↓

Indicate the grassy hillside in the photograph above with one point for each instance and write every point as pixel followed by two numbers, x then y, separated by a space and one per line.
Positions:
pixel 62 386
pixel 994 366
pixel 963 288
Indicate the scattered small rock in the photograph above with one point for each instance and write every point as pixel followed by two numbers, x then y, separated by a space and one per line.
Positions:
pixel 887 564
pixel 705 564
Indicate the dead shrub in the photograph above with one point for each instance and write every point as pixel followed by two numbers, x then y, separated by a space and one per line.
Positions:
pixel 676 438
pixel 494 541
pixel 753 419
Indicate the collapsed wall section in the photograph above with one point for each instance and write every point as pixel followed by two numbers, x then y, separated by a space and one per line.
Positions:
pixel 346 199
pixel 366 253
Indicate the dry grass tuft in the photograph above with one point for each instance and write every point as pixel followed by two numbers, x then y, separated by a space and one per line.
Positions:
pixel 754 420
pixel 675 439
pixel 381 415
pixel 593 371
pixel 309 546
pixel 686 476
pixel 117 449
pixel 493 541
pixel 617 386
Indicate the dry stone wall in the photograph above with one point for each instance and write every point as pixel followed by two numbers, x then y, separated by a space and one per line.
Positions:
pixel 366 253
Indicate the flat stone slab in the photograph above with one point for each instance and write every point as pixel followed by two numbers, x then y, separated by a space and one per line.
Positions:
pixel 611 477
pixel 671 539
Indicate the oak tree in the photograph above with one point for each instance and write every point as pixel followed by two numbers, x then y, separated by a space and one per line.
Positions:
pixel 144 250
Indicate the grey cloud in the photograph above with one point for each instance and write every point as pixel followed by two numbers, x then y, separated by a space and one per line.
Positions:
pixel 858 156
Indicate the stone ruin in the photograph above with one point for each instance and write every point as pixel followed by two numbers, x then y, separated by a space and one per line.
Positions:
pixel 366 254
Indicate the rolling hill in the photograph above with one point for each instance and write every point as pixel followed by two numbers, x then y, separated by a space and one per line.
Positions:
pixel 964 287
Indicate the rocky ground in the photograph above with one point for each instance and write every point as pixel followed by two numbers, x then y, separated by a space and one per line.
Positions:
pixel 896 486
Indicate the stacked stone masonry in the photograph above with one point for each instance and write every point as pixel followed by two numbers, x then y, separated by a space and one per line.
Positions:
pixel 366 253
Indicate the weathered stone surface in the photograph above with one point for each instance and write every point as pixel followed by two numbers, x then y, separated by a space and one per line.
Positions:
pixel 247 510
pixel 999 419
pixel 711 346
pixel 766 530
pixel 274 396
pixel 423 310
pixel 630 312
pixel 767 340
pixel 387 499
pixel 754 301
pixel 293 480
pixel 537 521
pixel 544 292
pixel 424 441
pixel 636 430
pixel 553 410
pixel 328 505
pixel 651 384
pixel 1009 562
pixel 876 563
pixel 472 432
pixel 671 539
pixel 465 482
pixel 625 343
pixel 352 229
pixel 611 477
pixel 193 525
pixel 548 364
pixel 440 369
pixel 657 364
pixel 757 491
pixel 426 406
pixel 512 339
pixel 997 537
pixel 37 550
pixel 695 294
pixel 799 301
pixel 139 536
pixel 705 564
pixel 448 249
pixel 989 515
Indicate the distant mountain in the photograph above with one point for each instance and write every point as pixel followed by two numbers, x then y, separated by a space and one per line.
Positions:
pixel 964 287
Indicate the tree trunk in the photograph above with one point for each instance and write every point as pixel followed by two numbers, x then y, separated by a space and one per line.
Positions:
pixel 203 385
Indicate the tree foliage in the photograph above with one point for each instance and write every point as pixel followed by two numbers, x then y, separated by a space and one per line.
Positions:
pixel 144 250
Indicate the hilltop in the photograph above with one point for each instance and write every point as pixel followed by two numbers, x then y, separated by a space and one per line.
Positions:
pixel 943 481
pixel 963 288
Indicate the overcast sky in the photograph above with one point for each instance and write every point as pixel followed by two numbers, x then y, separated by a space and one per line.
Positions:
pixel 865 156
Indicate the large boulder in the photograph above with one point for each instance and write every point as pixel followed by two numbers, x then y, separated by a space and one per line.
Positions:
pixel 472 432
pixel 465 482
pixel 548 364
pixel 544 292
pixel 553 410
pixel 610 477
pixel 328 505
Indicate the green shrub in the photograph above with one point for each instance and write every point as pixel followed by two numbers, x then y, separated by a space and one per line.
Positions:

↑

◆ GOAL:
Could you rewrite all of the items above, swapping "Positions" for "Coordinates" and keeping everything else the same?

◆ SOLUTION FOR THIS TASK:
Indicate the grassy hillside in the photograph above with one point for each instance and write every point as pixel followed by two numbers, x then y, separated by a space and one per line.
Coordinates:
pixel 62 386
pixel 994 366
pixel 963 288
Indicate the scattered small rock in the photograph above with one point for each instance and write every point as pixel followed by two numbers, x then y, separated by a space and one per line.
Coordinates:
pixel 887 564
pixel 705 564
Indicate the dead shrub in the photograph above with one point for each instance and write every point as pixel followed by two numbers, x then y, separated by a space and one per line.
Coordinates:
pixel 676 438
pixel 494 541
pixel 753 419
Indicate the collapsed wall section in the photograph above with one point for each instance and write every point as pixel followed by two numbers, x then y, separated by a space and one per line.
Coordinates:
pixel 346 199
pixel 366 253
Indicate the dry grass tuft in the photograph above with one point for each instance and write every point as pixel followed by two numbers, x then y, separated by a space and one per line.
Coordinates:
pixel 754 420
pixel 675 439
pixel 381 415
pixel 593 371
pixel 309 546
pixel 686 476
pixel 117 449
pixel 493 541
pixel 617 386
Indicate the dry stone wall in the photograph above with one point for each instance and write every point as pixel followed by two numbers, x then y, separated by a space and one per line.
Coordinates:
pixel 366 253
Indicate the flat stone slab in the photograph above with one point for each instance and write every point as pixel followed by two numbers, x then y, separated by a space and one per line.
Coordinates:
pixel 611 477
pixel 671 539
Indicate the oak tree in the photograph above with one point for each instance and write every point as pixel followed by two numbers, x then y, separated by a space and one per line.
Coordinates:
pixel 144 250
Indicate the grey cloud in the photograph above with one point for each instance and write every point as pixel followed by two numbers, x then y, separated by a space and one per line.
Coordinates:
pixel 858 156
Indicate the stone ruin in the photograph above with one point for each instance and write every point as pixel followed by two numbers, x then y, separated by a space and one per line.
Coordinates:
pixel 366 254
Indicate the rolling hill in the photograph above with one point for each instance and write every point as pixel followed by two numbers, x then y, separated by a space and one per line.
Coordinates:
pixel 964 287
Indicate the rocky ground in the photograph above with one point for each instance and write every point as pixel followed by two numbers, x then y, separated by a space and one per line.
Coordinates:
pixel 896 486
Indicate the stacked stone masonry in the photograph above with one point for each instance and write every point as pixel followed by two numbers, x then y, separated by a space and one per line.
Coordinates:
pixel 366 253
Indicate the weathered stone surface in the photograph above with one point for each instance and write every point as pixel followed by two numbers, x then y, separated by a space and one per line.
Coordinates:
pixel 247 510
pixel 999 419
pixel 711 346
pixel 766 530
pixel 274 396
pixel 423 310
pixel 630 312
pixel 767 340
pixel 387 499
pixel 754 301
pixel 293 480
pixel 537 521
pixel 544 292
pixel 424 441
pixel 636 430
pixel 553 410
pixel 328 505
pixel 651 384
pixel 1009 562
pixel 876 563
pixel 472 432
pixel 671 539
pixel 465 482
pixel 625 343
pixel 352 229
pixel 611 477
pixel 193 525
pixel 548 364
pixel 440 369
pixel 657 364
pixel 757 491
pixel 426 406
pixel 512 339
pixel 997 537
pixel 37 550
pixel 695 294
pixel 799 301
pixel 139 536
pixel 705 564
pixel 448 249
pixel 989 515
Indicate the distant mountain in the photograph above with one point for each instance and write every point as pixel followed by two numbers, x then y, separated by a space and one per line.
Coordinates:
pixel 964 287
Indicate the tree trunk in the photograph above with one point for each instance and write every point as pixel followed by two numbers, x then y, separated by a space and one per line.
Coordinates:
pixel 203 385
Indicate the tree foliage in the photograph above with one point for each instance and write every point as pixel followed by two numbers, x then y, separated by a space and one per line.
Coordinates:
pixel 144 250
Indicate the hilltop in the photograph above with one point for each instance and write every point as pixel followed by two numbers, x then y, separated by a space and one per line.
Coordinates:
pixel 943 481
pixel 963 288
Indicate the overcast sky in the photograph above with one point for each instance and write every point as pixel followed by two numbers, x then y, separated by a space and one per line.
Coordinates:
pixel 865 156
Indicate the large boulder in the photograph above with one point for each instance and write every point as pixel followed by two numbers, x then y, separated by a space and one per line.
Coordinates:
pixel 472 432
pixel 465 482
pixel 548 364
pixel 544 292
pixel 553 410
pixel 610 477
pixel 328 505
Indicate the green shrub in the photograph above with one point for each instance and write every point as pixel followed by two numbers, x then y, separated by a space and one per line.
Coordinates:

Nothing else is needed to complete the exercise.